[Stored data]
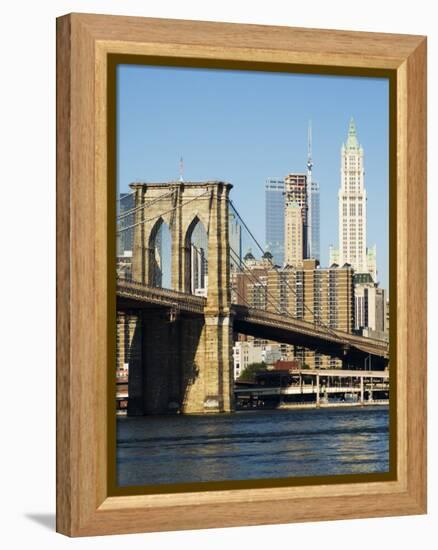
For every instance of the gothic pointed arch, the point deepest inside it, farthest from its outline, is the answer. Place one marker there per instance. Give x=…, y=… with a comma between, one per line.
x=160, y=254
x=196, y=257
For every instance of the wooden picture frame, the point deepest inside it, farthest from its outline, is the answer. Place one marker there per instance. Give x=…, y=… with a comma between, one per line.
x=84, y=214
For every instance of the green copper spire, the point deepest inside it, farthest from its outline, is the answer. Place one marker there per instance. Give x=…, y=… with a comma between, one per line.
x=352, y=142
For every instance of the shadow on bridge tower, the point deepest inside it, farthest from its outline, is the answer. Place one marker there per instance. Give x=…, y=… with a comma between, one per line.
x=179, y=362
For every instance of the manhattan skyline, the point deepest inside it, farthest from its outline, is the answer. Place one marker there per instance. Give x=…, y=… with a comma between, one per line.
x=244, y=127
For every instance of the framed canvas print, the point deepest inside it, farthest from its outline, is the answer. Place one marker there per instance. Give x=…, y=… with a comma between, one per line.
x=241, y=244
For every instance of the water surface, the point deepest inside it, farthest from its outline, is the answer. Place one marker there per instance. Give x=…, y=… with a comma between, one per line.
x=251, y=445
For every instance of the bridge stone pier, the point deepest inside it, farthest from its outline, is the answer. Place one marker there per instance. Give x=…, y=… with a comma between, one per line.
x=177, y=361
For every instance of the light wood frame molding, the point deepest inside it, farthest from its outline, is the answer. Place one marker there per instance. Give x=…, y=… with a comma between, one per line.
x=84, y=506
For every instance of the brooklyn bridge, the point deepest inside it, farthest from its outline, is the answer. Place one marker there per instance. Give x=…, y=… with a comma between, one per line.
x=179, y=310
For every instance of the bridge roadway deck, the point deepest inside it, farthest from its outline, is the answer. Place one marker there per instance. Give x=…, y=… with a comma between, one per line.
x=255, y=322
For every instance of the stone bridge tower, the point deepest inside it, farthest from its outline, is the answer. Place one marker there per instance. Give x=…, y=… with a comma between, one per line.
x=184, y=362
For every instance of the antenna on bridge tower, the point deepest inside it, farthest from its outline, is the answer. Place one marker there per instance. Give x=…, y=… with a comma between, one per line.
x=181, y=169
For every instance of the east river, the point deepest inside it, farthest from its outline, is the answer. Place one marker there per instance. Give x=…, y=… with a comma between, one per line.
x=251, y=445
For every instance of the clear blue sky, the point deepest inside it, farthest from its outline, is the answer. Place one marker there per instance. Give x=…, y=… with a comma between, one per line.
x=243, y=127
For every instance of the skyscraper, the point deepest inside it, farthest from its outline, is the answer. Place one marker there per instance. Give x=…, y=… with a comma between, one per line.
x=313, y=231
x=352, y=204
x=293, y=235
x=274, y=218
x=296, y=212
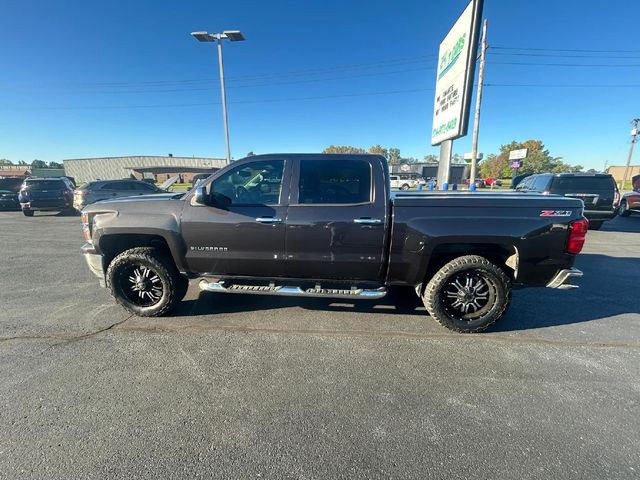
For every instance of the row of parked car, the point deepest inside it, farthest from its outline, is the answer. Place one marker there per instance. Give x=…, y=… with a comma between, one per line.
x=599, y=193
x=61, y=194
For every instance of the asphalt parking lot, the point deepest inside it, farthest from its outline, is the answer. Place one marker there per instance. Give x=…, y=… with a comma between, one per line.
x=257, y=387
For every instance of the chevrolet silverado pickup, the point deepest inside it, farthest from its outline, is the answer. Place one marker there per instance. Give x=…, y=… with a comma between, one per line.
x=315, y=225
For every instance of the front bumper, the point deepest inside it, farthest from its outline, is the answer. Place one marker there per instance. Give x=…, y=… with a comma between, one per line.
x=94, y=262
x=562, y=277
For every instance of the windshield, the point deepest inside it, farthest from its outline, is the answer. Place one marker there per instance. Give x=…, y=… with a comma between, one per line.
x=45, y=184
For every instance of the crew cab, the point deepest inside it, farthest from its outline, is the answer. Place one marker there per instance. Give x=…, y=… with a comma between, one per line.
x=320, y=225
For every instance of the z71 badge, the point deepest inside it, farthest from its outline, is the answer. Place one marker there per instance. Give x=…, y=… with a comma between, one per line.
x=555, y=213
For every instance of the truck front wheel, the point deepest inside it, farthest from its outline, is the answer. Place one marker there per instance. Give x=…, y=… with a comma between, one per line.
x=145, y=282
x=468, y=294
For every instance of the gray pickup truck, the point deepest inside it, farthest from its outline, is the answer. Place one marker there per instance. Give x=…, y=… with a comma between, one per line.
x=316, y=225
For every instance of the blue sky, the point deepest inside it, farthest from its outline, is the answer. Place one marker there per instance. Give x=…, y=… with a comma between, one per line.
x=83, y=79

* [Short task] Extract verbatim the lines of the stored data from the line containing "For every instance of the manhattan" through the line containing "x=177, y=361", including both of those lines.

* [Exercise solution]
For every instance of the manhattan skyline, the point deepest inside it, farthest from its outline, is the answer. Place one marker there per instance. Give x=…, y=… with a comma between, one per line.
x=244, y=127
For every instance of the framed canvas print, the point deepest inside it, farthest from its outline, is the answer. Place one marker there per instance. Give x=…, y=… with a comma between, one per line.
x=241, y=244
For every instance of the water surface, the point deepest inside it, farthest from its outline, is the answer. Place one marker there per instance. Give x=…, y=… with a comma between, one per line.
x=251, y=445
For every instance of the bridge stone pier, the point deepest inside it, farthest from its outline, is the answer. Place one marker there per instance. Give x=…, y=… with a comma between, one per line.
x=177, y=361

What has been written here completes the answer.